::: Extracted records :::
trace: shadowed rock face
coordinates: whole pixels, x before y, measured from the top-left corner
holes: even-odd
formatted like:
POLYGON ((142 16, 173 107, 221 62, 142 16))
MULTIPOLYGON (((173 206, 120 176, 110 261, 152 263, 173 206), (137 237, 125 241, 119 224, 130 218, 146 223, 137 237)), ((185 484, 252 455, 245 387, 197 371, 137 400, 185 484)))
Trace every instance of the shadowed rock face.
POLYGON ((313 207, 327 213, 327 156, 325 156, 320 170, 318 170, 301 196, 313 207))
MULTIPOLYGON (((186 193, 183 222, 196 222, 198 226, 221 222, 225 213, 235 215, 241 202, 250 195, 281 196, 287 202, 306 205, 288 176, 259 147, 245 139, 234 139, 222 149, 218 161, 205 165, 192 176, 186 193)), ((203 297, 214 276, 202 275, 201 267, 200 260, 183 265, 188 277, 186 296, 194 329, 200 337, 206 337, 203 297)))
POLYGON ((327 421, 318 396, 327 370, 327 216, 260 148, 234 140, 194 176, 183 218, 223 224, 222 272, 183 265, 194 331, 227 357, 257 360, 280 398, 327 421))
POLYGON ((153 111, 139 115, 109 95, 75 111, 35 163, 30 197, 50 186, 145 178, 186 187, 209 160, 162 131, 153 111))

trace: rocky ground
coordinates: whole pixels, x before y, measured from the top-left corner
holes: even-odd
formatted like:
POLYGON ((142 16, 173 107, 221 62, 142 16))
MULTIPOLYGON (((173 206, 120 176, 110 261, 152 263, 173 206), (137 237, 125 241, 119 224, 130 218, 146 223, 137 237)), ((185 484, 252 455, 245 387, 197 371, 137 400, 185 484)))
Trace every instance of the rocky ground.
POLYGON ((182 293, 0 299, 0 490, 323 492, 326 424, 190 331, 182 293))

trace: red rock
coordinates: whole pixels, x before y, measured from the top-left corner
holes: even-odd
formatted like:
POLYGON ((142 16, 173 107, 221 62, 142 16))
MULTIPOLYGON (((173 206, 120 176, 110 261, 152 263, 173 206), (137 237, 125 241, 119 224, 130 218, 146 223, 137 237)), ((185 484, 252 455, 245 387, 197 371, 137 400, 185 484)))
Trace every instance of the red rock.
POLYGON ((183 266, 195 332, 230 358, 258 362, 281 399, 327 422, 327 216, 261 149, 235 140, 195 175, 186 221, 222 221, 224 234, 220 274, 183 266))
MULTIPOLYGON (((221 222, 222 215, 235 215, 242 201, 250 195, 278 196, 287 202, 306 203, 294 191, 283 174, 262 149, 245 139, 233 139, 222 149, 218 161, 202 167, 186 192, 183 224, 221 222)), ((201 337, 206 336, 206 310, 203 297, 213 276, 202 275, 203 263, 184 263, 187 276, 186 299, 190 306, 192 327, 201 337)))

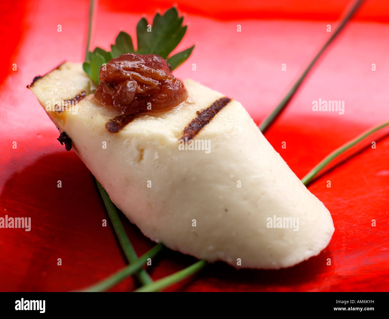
:::
_What is expected_
Please turn every line of the rows above into a JSON list of strings, one string per line, with blank lines left out. Omit the pictures from your answer.

_Solution to this task_
[
  "trace: shadowed rock face",
  "coordinates: whole pixels, x before y, measured from the top-left corner",
  "holes: even-odd",
  "formatted like:",
  "POLYGON ((142 16, 173 107, 221 62, 142 16))",
  "MULTIPOLYGON (((173 206, 120 176, 110 261, 152 263, 173 206), (137 237, 125 241, 119 224, 130 218, 146 223, 137 237)), ((185 484, 252 455, 245 387, 197 371, 137 400, 185 484)))",
  "Trace every instance of the shadowed rock face.",
  "POLYGON ((313 207, 327 213, 327 156, 325 156, 320 170, 318 170, 301 196, 313 207))",
  "MULTIPOLYGON (((186 193, 183 222, 196 222, 198 226, 221 222, 225 213, 235 215, 241 202, 250 195, 281 196, 287 202, 306 205, 288 176, 259 147, 245 139, 234 139, 222 149, 218 161, 205 165, 192 176, 186 193)), ((203 297, 214 276, 202 275, 201 267, 200 260, 183 265, 188 277, 186 296, 194 329, 200 337, 206 337, 203 297)))",
  "POLYGON ((327 421, 318 396, 327 370, 327 216, 260 148, 234 140, 194 176, 183 218, 223 224, 222 272, 183 265, 194 331, 227 357, 257 360, 280 398, 327 421))",
  "POLYGON ((153 111, 139 115, 109 95, 75 111, 35 163, 30 197, 50 186, 145 178, 186 187, 209 160, 162 131, 153 111))",
  "trace: rocky ground",
  "coordinates: whole pixels, x before y, measured from the top-left corner",
  "holes: even-odd",
  "formatted like:",
  "POLYGON ((142 16, 173 107, 221 62, 142 16))",
  "MULTIPOLYGON (((173 206, 120 176, 110 261, 152 263, 173 206), (137 237, 125 241, 119 224, 130 218, 146 223, 137 237)), ((185 484, 252 455, 245 387, 197 371, 137 400, 185 484)))",
  "Trace every instance of the rocky ground.",
  "POLYGON ((182 293, 0 299, 0 490, 323 492, 326 424, 190 331, 182 293))",
  "trace: red rock",
  "coordinates: whole pixels, x before y, measured from the top-left corner",
  "holes: even-odd",
  "formatted like:",
  "POLYGON ((142 16, 173 107, 221 62, 142 16))",
  "MULTIPOLYGON (((173 206, 120 176, 110 261, 152 263, 173 206), (137 237, 125 241, 119 224, 130 218, 146 223, 137 237)), ((185 484, 252 455, 245 387, 197 371, 137 400, 185 484)))",
  "Trace every instance of the red rock.",
  "POLYGON ((183 266, 195 332, 230 358, 258 362, 281 399, 327 422, 327 216, 261 149, 235 140, 195 175, 186 221, 222 221, 224 234, 220 274, 183 266))",
  "MULTIPOLYGON (((221 222, 222 215, 235 215, 242 201, 250 195, 278 196, 287 202, 306 203, 294 191, 283 174, 262 149, 245 139, 233 139, 222 149, 218 161, 202 167, 186 192, 183 224, 221 222)), ((201 337, 206 336, 206 310, 203 297, 213 276, 202 275, 203 263, 184 263, 187 276, 186 299, 190 306, 192 327, 201 337)))"
]